What is required: Only one stretch of the listing below is wanted: the line with "Target: can bottom" and all lines after it. Reproduce that stretch exactly.
═══
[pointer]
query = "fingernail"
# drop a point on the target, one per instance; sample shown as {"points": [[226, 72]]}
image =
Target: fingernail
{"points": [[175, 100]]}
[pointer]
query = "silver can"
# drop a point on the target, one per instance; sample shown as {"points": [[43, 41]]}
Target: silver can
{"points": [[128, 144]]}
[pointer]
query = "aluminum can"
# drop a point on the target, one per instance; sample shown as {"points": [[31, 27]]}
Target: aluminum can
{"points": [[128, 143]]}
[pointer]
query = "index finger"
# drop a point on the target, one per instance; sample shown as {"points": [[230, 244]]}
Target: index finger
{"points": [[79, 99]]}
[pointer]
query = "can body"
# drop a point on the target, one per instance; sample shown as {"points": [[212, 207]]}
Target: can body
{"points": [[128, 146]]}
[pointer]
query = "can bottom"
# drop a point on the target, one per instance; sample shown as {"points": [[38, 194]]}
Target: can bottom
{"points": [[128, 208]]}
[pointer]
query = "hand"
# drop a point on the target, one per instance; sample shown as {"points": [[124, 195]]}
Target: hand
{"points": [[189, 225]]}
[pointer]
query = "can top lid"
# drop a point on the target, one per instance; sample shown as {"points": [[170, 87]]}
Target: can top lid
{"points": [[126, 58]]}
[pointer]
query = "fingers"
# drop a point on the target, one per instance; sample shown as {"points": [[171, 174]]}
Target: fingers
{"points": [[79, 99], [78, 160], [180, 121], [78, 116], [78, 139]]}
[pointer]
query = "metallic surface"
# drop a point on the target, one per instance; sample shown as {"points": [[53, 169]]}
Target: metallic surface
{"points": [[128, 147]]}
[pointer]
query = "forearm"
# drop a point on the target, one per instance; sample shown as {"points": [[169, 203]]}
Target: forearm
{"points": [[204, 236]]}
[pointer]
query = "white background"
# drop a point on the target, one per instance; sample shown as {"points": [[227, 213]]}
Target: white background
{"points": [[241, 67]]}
═══
Result for this task:
Target: can bottom
{"points": [[128, 208]]}
[pointer]
query = "hand"
# drop a point on the target, one per instance; sample shown as {"points": [[124, 195]]}
Target: hand
{"points": [[189, 225]]}
[pointer]
query = "can top lid"
# drop a point on the target, one per instance; sample shown as {"points": [[170, 87]]}
Target: can top lid
{"points": [[126, 58]]}
[pointer]
query = "fingers"
# drop a point on the target, one per instance; sample shown as {"points": [[171, 174]]}
Target: fingers
{"points": [[79, 99], [78, 160], [180, 121], [78, 116], [78, 139]]}
[pointer]
query = "metallic surface"
# drop a point on the target, one per instance; sample shown as {"points": [[53, 169]]}
Target: metallic surface
{"points": [[128, 147]]}
[pointer]
query = "forearm"
# drop a point on the target, one per instance; sample shown as {"points": [[169, 203]]}
Target: forearm
{"points": [[204, 236]]}
[pointer]
query = "white background"
# drop a point on the target, one per instance; sample shown as {"points": [[227, 213]]}
Target: white background
{"points": [[241, 67]]}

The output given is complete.